**EXERCISE DIRECTIONS:** The answer must repeat each line of the material exactly.
BEGIN DATA PROVIDED
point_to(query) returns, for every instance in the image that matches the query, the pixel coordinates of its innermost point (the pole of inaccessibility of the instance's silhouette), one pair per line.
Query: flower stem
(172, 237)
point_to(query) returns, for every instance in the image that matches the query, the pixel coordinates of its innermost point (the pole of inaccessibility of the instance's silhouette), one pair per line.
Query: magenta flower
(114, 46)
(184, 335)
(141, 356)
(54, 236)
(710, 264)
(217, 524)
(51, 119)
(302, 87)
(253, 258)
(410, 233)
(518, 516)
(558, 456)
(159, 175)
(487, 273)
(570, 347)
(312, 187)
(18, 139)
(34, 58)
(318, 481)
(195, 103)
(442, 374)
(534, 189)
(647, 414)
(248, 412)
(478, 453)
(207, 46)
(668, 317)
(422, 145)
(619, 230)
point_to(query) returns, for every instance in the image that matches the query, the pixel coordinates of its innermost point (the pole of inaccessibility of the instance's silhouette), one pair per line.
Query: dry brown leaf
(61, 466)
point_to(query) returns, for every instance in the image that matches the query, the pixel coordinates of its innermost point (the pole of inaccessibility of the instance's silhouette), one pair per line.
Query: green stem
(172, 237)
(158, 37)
END DATA PROVIDED
**OUTPUT OF THE TASK:**
point_to(query) returns, for every instance in the image that matches the query, the pixel coordinates of its innermost point (the pole of inaccessibility of the instance's silhouette), one pair per line.
Query: flower stem
(172, 237)
point_to(query) returns, for every instance in the image that matches the query, the pixel coordinates of its innermost point (the pole of inaccessibility of the instance's silhouette), one pair per line.
Query: magenta flower
(114, 46)
(184, 335)
(141, 356)
(54, 236)
(710, 264)
(217, 524)
(51, 119)
(302, 87)
(253, 258)
(410, 233)
(518, 516)
(558, 456)
(159, 175)
(487, 273)
(570, 347)
(312, 187)
(18, 139)
(34, 58)
(318, 481)
(195, 103)
(442, 374)
(534, 189)
(647, 414)
(248, 412)
(478, 453)
(207, 46)
(668, 317)
(422, 145)
(619, 230)
point_to(query) returns, for every instance in the image that matches the query, the pixel coordinates of its innermost point (the pole of inaccessibility of the instance's silhouette), one pair per line.
Query: dry brown leaf
(61, 466)
point_to(query) returns, for every instance in the image that matches the query, the pixel coordinates of its innermost point (the pole of inaccessibility of the instance's silhouette), one pair per line.
Query: green stem
(172, 237)
(158, 37)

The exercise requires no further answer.